======== GIVEN INFORMATION

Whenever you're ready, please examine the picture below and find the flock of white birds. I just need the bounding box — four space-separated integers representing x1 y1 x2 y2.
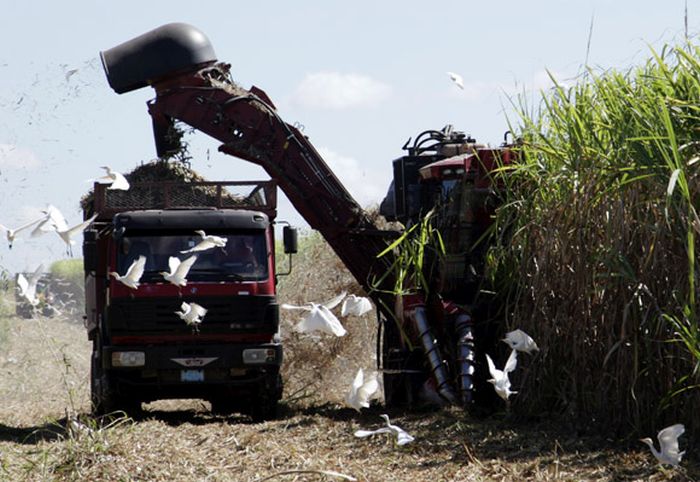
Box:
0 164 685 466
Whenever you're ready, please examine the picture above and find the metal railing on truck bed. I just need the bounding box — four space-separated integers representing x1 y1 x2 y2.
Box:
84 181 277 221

================
======== GIVEN INFORMATION

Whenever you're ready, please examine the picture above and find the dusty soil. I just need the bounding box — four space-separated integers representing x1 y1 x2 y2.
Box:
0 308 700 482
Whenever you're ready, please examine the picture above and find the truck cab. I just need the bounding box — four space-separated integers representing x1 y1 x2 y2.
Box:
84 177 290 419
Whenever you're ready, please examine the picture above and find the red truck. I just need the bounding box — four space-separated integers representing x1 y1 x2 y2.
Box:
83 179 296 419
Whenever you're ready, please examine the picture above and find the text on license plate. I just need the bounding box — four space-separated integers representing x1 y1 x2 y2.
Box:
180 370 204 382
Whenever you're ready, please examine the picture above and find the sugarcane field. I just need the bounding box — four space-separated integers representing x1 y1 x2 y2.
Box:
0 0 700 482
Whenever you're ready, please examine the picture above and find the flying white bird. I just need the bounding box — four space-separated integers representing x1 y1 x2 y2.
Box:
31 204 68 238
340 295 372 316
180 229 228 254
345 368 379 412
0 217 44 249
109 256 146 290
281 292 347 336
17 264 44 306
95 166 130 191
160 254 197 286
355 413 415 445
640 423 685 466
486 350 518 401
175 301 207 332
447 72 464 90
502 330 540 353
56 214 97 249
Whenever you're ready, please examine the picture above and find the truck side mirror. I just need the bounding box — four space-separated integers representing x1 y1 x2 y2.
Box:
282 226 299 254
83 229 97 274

================

**AIM OF THE TASK**:
Can you format the records from the line with "the truck side" up to and including the line with "83 229 97 274" as a two-column CSV with the headers record and answer? Give one row per record, put each field in double quotes, and replace any line breaks inside a field with spaces.

**TASK SOLUTION**:
record,answer
"Whenever you're ready, please examine the picture above and find the truck side mirror. I just need the bounding box — four space-separated integers representing x1 y1 x2 y2. Box:","282 226 299 254 83 229 97 274"